* [PAGE]
********************

The sheer scale of the gate receipts from a sell-out 100,000 Wembley crowd, combined with his percentage of the pay-per-view TV subscriptions, could earn the London-born champion an estimated £20million.

But the 29-year-old Haye, who is still celebrating becoming the latest in a short line of British heavyweight champions, must first face mandatory challenger John Ruiz before contemplating such a huge bout.

"Ruiz is the mandatory challenger for the WBA title so if I don't fight him they'll take the title from me, and I don't fancy giving it up after winning it," said Haye. "I feel I can knock out John Ruiz."

The fighter has already been compared to the legendary Muhammad Ali, although the similarity is more his big mouth than his boxing ability, but Haye admits he is uneasy with the comparison.

"I felt a bit uncomfortable seeing that," he admitted. "Ali is the greatest and I've had one heavyweight title win. So I've got a long, long way to go.

"As long as I am talked about in the same breath in 50 years maybe as a great heavyweight, then I will have done my job."

His fight against Ruiz will almost certainly be held at the O2 Arena with victory setting up a lucrative unifying heavyweight division fight against one of the Klitschkos. Ruiz was paid to step aside and let Haye have the chance of taking the World Boxing Association's belt from Valuev; the upside of the deal for Ruiz was the promise of a match-up with the winner.

"Ruiz is a good fighter, very underrated," said Haye. "But I will upset him pretty badly.

"He's not the most entertaining of former champions but he's won championships on several occasions and you don't do that through being a bad fighter. I don't feel I'd struggle with him in any way, though.

"I said I want to be unified champion and the Klitschkos are definitely in my sights. I am not fussed which one it is.

"Whichever one is available, we'll sit round a table and make it happen. Fingers crossed they retain their titles and we can have a huge, huge, unification fight."

Wladimir, at 33 the younger of the brothers, holds the IBF and WBO versions of the heavyweight championship. But it is 38-year-old Vitali, the WBC champion and generally regarded as the world's best heavyweight, who has already made it clear he would be willing to face Haye.

Richard Schaefer, Haye's American promoter, is already excited by the potential global spectacle of a Haye v Klitschko fight.

"One of the Klitschkos against David Haye would a fight with huge global interest," said Schaefer. "For so long have we been asking for a new charismatic heavyweight champion of the world."

********************

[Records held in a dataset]
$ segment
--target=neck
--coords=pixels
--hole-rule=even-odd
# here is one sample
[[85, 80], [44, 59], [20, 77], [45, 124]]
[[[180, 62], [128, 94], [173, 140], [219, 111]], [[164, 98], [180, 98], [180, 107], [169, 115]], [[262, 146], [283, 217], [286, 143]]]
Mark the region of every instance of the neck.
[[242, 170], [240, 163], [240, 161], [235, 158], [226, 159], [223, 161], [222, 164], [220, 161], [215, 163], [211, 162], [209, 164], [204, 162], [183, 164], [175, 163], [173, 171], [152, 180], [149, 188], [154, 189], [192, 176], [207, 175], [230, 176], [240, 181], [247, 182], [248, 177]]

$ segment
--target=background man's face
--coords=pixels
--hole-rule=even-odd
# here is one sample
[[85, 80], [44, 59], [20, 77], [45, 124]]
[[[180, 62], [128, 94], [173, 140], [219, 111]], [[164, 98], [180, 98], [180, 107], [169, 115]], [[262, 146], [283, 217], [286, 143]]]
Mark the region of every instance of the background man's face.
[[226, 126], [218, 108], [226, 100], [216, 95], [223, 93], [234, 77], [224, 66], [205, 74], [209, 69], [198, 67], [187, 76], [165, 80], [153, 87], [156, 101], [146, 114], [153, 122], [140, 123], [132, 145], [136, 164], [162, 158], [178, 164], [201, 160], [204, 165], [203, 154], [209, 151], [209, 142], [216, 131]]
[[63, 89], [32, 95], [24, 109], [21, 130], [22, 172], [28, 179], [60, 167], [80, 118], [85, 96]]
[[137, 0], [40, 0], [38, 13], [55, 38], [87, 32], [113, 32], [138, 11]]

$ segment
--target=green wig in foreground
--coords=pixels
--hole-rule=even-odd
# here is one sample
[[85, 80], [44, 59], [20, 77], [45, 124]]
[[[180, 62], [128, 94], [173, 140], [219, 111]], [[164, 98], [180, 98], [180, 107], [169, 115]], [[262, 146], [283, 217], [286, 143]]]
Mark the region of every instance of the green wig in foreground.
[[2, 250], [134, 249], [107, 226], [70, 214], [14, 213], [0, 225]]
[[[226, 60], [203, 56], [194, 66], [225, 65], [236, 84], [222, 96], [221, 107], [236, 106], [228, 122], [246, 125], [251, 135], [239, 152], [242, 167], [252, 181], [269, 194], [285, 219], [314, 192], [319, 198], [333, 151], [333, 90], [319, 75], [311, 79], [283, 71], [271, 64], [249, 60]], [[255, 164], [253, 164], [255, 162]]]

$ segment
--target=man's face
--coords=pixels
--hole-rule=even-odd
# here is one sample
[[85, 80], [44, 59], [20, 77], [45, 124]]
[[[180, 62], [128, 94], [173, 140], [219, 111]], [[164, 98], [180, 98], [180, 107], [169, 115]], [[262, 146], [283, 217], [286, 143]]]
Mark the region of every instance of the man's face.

********************

* [REQUEST A] List every abbreviation for a boxing championship title that appears in the boxing article.
* [REQUEST B] Print the passage of the boxing article starting with "But the 29-year-old" and going on through "long way to go.".

* [FULL ANSWER A] WBA, IBF, WBO, WBC

* [FULL ANSWER B]
But the 29-year-old Haye, who is still celebrating becoming the latest in a short line of British heavyweight champions, must first face mandatory challenger John Ruiz before contemplating such a huge bout.

"Ruiz is the mandatory challenger for the WBA title so if I don't fight him they'll take the title from me, and I don't fancy giving it up after winning it," said Haye. "I feel I can knock out John Ruiz."

The fighter has already been compared to the legendary Muhammad Ali, although the similarity is more his big mouth than his boxing ability, but Haye admits he is uneasy with the comparison.

"I felt a bit uncomfortable seeing that," he admitted. "Ali is the greatest and I've had one heavyweight title win. So I've got a long, long way to go.